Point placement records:
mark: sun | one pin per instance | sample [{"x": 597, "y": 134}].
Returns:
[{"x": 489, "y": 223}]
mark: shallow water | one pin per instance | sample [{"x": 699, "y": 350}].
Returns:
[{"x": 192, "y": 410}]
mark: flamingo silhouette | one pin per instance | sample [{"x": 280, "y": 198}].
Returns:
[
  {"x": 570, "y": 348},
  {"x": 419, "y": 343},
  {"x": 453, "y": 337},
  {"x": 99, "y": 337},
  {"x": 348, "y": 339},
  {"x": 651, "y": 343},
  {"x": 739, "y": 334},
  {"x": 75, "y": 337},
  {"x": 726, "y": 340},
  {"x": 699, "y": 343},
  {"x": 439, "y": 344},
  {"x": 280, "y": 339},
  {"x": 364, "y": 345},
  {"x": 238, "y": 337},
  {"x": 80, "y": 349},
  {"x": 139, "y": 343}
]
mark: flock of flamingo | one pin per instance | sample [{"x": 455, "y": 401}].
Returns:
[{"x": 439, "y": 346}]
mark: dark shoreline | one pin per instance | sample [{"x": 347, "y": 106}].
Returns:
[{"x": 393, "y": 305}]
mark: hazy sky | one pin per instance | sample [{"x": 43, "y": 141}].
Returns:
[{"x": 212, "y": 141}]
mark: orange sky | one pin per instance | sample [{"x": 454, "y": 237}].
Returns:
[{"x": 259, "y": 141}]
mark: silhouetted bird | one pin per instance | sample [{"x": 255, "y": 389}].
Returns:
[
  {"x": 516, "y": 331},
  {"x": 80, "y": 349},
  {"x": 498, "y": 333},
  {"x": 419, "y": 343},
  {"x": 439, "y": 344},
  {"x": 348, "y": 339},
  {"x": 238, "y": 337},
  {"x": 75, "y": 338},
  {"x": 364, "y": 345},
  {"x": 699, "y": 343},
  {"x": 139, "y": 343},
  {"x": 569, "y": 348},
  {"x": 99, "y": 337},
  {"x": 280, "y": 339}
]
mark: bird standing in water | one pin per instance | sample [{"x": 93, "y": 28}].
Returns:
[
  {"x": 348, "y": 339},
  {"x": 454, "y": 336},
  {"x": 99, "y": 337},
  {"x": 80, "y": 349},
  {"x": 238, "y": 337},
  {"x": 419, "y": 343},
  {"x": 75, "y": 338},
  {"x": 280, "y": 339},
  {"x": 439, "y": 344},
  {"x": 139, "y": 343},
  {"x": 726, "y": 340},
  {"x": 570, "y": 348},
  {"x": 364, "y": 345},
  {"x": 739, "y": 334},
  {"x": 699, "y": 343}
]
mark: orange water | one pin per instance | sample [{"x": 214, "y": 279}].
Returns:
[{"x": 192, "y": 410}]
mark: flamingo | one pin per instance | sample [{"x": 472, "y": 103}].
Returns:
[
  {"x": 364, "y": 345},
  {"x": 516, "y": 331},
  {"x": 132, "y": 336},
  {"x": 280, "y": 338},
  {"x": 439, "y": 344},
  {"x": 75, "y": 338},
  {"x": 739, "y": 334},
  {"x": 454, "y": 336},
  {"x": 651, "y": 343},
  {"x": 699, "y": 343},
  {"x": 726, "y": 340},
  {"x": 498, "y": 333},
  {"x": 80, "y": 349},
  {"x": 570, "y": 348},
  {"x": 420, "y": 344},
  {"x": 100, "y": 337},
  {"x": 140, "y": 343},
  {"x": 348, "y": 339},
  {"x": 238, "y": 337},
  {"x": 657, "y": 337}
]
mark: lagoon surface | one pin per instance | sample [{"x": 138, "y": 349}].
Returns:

YOUR TASK => In the lines running from the one containing "mark: orange sky" through the last line, rename "Returns" to "Output". Give only those lines, otherwise unchanged.

RESULT OF THIS TASK =>
mark: orange sky | one pin per instance | sample [{"x": 454, "y": 237}].
Output:
[{"x": 259, "y": 141}]
mark: silhouetted bird | one pin per instance | sample [{"x": 255, "y": 389}].
Output:
[
  {"x": 516, "y": 331},
  {"x": 80, "y": 349},
  {"x": 498, "y": 333},
  {"x": 419, "y": 343},
  {"x": 439, "y": 344},
  {"x": 348, "y": 339},
  {"x": 238, "y": 337},
  {"x": 75, "y": 338},
  {"x": 364, "y": 345},
  {"x": 699, "y": 343},
  {"x": 139, "y": 343},
  {"x": 569, "y": 348},
  {"x": 99, "y": 337},
  {"x": 280, "y": 339}
]
mark: bird standing in water | one pin per instance | sample [{"x": 93, "y": 28}].
Output:
[
  {"x": 348, "y": 339},
  {"x": 454, "y": 336},
  {"x": 99, "y": 337},
  {"x": 80, "y": 349},
  {"x": 238, "y": 337},
  {"x": 419, "y": 343},
  {"x": 75, "y": 338},
  {"x": 280, "y": 339},
  {"x": 439, "y": 344},
  {"x": 139, "y": 343},
  {"x": 726, "y": 340},
  {"x": 570, "y": 348},
  {"x": 364, "y": 345},
  {"x": 739, "y": 334},
  {"x": 699, "y": 343}
]
mark: orange water | one pin per instance | sample [{"x": 214, "y": 279}].
Output:
[{"x": 192, "y": 410}]
mark: flamingo | one pin per instance | sample [{"x": 472, "y": 103}].
Output:
[
  {"x": 364, "y": 345},
  {"x": 516, "y": 331},
  {"x": 132, "y": 336},
  {"x": 280, "y": 338},
  {"x": 439, "y": 344},
  {"x": 75, "y": 338},
  {"x": 739, "y": 334},
  {"x": 454, "y": 336},
  {"x": 651, "y": 343},
  {"x": 699, "y": 343},
  {"x": 726, "y": 340},
  {"x": 498, "y": 333},
  {"x": 80, "y": 349},
  {"x": 570, "y": 348},
  {"x": 420, "y": 344},
  {"x": 100, "y": 337},
  {"x": 140, "y": 343},
  {"x": 348, "y": 339},
  {"x": 238, "y": 337},
  {"x": 657, "y": 337}
]
mark: lagoon surface | one pin per instance | sample [{"x": 138, "y": 349}].
Output:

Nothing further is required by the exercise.